_GIVEN TASK_
Reproduce the forum thread on mass and velocity in relativity word for word, from "Show that m" up to and including "a and dm/dv.".

_SOURCE EXTRACT_
────

Show that m varies with v in theory of relativity

[Feodalherren]

Am I supposed to take dm/dv? That means m0 is constant, correct?

If I do that I end up getting a m' on the Left hand side... What the heck does that mean?! Also where the crap is the "a" coming from?!

 

[rude man]

Consider: F = d/dt (p) = m dv/dt + v dm/dt = m a + v dm/dt
Now introduce your idea of taking dm/dv in coming up with dm/dt as a function of a and dm/dv.

Warning: I have not succeeded myself in deriving this result. And I know it's correct, dadblame it!
Somebdy - help!

 

[rude man]

Am I supposed to take dm/dv? That means m0 is constant, correct?

If I do that I end up getting a m' on the Left hand side... What the heck does that mean?! Also where the crap is the "a" coming from?!

a = dv/dt.

 

[tms]

That means m0 is constant, correct?

Correct.

If I do that I end up getting a m' on the Left hand side... What the heck does that mean?!

────

_GIVEN ENTRIES_
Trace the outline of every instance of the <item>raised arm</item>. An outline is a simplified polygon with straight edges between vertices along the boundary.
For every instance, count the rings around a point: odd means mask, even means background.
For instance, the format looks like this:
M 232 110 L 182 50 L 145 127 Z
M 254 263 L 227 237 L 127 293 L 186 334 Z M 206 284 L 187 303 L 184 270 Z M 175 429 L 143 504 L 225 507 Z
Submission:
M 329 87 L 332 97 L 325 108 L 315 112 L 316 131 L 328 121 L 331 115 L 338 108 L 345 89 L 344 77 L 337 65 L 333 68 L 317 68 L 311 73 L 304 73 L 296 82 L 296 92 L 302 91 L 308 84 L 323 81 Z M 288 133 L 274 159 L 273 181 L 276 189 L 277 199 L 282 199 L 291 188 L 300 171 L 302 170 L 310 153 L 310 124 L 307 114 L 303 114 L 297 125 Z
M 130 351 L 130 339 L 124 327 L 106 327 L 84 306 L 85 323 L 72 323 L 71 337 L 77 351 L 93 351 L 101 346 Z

────

_SOLUTION TO THIS EXERCISE_
Show that m varies with v in theory of relativity

[Feodalherren]

Am I supposed to take dm/dv? That means m0 is constant, correct?

If I do that I end up getting a m' on the Left hand side... What the heck does that mean?! Also where the crap is the "a" coming from?!

 

[rude man]

Consider: F = d/dt (p) = m dv/dt + v dm/dt = m a + v dm/dt
Now introduce your idea of taking dm/dv in coming up with dm/dt as a function of a and dm/dv.